- MATERIAL FOR THE TASK -

:::

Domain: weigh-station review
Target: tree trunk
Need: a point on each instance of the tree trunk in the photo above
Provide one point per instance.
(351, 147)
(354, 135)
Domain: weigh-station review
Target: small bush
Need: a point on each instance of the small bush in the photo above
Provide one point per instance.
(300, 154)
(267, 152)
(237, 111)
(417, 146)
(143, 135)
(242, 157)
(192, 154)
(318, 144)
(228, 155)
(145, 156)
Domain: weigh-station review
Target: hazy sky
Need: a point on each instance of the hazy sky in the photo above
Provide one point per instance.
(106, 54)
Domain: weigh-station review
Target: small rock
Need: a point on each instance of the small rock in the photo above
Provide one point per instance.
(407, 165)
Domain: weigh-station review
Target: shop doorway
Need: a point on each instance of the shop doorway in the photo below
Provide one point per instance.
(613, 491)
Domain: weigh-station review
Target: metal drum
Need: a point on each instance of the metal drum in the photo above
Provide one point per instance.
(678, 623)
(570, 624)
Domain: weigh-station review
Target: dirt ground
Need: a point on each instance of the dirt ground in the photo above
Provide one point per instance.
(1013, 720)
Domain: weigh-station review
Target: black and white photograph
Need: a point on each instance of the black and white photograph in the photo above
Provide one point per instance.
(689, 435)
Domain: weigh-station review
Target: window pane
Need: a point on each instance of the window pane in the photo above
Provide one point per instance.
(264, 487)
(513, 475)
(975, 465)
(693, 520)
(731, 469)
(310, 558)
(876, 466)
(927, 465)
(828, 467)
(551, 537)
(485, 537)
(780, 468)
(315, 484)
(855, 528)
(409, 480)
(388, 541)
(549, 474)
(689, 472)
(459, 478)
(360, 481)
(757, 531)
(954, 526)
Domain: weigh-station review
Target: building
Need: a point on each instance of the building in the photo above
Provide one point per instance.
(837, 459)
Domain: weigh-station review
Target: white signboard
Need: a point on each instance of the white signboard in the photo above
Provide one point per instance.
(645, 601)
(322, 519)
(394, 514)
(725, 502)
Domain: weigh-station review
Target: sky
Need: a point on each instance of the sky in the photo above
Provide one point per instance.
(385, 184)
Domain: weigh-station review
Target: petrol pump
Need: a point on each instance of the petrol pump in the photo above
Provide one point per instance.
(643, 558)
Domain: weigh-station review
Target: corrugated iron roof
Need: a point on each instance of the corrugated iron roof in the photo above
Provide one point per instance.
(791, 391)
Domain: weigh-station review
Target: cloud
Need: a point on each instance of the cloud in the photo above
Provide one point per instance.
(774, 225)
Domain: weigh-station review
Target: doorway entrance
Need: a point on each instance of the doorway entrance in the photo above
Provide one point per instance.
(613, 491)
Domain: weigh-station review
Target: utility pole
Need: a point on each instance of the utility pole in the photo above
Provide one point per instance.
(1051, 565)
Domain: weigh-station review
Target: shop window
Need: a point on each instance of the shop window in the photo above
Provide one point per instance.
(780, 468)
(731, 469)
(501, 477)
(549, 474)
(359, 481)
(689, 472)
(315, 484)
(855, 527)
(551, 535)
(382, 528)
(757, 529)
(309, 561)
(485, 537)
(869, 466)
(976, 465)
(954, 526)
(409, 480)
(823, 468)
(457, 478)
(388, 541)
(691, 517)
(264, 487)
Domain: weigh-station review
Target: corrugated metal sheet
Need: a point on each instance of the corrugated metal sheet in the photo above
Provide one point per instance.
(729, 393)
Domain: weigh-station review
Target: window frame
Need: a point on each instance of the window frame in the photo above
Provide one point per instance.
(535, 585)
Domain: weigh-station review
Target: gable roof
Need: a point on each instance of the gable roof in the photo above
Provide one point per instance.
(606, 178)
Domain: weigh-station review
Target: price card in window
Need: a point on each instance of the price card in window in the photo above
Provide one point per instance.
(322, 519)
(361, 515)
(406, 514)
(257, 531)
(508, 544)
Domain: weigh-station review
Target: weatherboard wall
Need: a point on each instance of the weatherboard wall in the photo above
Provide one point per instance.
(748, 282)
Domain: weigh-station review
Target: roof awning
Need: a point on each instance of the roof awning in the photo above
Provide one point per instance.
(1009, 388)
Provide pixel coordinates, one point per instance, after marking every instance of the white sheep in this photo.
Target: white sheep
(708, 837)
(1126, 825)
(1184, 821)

:::

- ACTION ITEM -
When the word "dirt" shows up in a line of the entries, report that line.

- RESPONSE TO THE EXERCISE -
Target: dirt ground
Need: a point on each instance of the dirt ground in the photo above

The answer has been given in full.